>> Begin

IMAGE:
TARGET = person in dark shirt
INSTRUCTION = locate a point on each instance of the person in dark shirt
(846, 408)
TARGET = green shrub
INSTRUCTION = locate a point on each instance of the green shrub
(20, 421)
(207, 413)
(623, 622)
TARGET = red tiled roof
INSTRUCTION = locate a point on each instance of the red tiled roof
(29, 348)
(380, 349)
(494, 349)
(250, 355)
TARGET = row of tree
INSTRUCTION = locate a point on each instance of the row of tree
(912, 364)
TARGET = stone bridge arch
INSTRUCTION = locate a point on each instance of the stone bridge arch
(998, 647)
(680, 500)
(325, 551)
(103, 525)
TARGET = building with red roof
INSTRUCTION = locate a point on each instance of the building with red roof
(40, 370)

>> End
>> Begin

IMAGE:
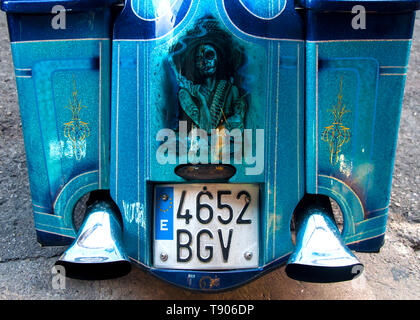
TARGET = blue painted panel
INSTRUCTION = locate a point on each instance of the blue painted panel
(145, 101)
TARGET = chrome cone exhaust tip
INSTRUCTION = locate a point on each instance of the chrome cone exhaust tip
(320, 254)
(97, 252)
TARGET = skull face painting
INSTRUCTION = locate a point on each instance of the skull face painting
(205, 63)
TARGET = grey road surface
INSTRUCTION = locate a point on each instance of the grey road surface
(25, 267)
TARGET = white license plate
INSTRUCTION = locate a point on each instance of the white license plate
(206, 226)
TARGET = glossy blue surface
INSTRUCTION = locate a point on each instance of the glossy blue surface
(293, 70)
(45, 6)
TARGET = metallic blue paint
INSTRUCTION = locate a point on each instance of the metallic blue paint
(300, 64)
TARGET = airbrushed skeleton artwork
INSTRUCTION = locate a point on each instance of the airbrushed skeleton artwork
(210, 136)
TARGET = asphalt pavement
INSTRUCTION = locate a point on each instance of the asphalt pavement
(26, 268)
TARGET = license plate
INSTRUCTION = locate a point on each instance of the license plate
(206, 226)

>> End
>> Begin

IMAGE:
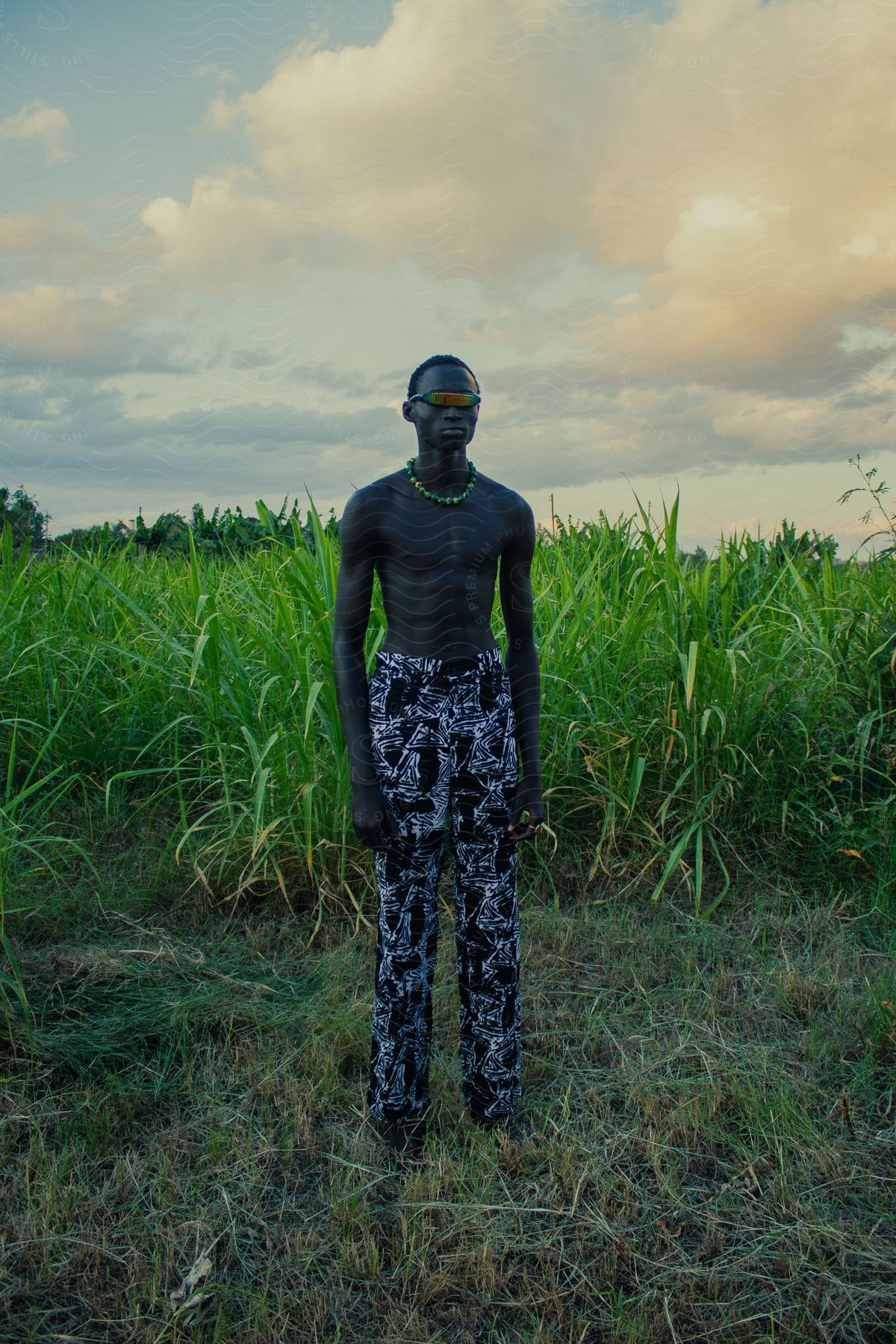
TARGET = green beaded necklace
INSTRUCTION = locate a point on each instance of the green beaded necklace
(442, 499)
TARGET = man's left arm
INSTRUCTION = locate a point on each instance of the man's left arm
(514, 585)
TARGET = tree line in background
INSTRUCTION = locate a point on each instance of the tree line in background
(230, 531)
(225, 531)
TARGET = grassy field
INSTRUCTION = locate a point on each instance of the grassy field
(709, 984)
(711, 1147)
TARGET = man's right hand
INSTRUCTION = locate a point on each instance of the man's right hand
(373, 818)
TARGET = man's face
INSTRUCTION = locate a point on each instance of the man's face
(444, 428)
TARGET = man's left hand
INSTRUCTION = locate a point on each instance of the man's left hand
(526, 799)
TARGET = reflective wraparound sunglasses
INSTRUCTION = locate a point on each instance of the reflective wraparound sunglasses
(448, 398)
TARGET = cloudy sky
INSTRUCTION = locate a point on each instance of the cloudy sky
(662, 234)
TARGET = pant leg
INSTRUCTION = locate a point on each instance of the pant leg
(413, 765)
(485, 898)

>> End

## Task goal
Please pull out every line in the material above that contains the word "glossy" and copy each one in full.

## Answer to the exercise
TARGET = glossy blue surface
INSTRUCTION = locate a point on each instance of the glossy blue surface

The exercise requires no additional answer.